## What is being asked
Rewrite the data from the first line through the line containing "[[[0,764],[0,922],[119,892],[130,875],[118,711]]]", both ends included and requests kept. Shift every coordinate in the outlines by -65.

---------- Record set

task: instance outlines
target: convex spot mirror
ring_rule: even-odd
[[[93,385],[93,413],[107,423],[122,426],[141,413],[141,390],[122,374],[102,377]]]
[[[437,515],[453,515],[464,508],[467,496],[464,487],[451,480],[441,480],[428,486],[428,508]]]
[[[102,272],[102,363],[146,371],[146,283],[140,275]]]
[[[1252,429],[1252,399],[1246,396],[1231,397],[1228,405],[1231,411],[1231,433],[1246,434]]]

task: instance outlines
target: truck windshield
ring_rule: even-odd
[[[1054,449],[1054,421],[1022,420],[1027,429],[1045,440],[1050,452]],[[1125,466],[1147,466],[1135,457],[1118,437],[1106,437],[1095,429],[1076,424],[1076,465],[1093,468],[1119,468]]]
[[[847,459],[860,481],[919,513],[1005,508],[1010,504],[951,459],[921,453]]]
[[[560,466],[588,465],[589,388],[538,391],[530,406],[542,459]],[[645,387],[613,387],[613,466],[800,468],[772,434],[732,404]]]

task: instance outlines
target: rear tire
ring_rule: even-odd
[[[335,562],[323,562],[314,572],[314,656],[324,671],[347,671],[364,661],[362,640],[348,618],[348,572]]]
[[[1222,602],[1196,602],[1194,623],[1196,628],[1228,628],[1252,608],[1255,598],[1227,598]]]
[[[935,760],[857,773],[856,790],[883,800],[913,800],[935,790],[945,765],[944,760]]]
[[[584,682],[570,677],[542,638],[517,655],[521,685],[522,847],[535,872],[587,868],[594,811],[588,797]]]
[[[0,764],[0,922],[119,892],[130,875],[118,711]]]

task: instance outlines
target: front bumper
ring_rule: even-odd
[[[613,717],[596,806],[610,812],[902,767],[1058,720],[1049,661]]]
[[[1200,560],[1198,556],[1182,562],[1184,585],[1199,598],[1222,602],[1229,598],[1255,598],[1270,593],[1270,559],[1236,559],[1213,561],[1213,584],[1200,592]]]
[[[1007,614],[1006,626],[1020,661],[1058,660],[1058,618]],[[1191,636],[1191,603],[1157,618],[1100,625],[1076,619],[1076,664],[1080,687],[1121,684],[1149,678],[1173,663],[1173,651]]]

--------------------

## Finished answer
task: instance outlines
target: convex spot mirror
ring_rule: even-odd
[[[28,320],[28,348],[42,358],[57,361],[76,348],[76,325],[57,309],[37,312]]]
[[[372,450],[388,450],[399,443],[402,431],[399,422],[386,415],[376,415],[363,421],[363,443]]]
[[[37,207],[37,298],[81,306],[81,218],[75,210]]]
[[[1187,364],[1187,334],[1181,331],[1166,332],[1163,340],[1166,346],[1166,368],[1181,369]]]

task: instance outlines
target: truck windshield
ring_rule: even-odd
[[[989,384],[989,356],[957,355],[962,364],[980,375],[985,387]],[[1060,401],[1082,401],[1070,392],[1053,372],[1041,372],[1030,364],[1011,359],[1011,400],[1028,403],[1054,403]]]
[[[782,394],[795,416],[854,448],[940,443],[945,439],[886,394],[856,388]]]
[[[495,401],[523,400],[524,323],[473,326],[465,341],[477,394]],[[580,322],[548,322],[548,401],[735,403],[707,369],[667,339]]]

task: instance outlines
target: rear tire
ring_rule: even-odd
[[[270,497],[258,497],[249,507],[249,591],[259,606],[282,606],[299,596],[297,575],[283,553],[283,507]]]
[[[1157,537],[1131,537],[1129,558],[1131,563],[1163,563],[1187,543],[1190,533],[1162,533]]]
[[[870,695],[792,708],[791,725],[818,735],[848,735],[870,725],[880,700],[879,695]]]
[[[519,617],[505,612],[477,573],[452,590],[456,620],[457,782],[470,807],[522,803],[529,746],[523,732]]]
[[[-65,699],[-65,857],[54,827],[65,810],[53,646]]]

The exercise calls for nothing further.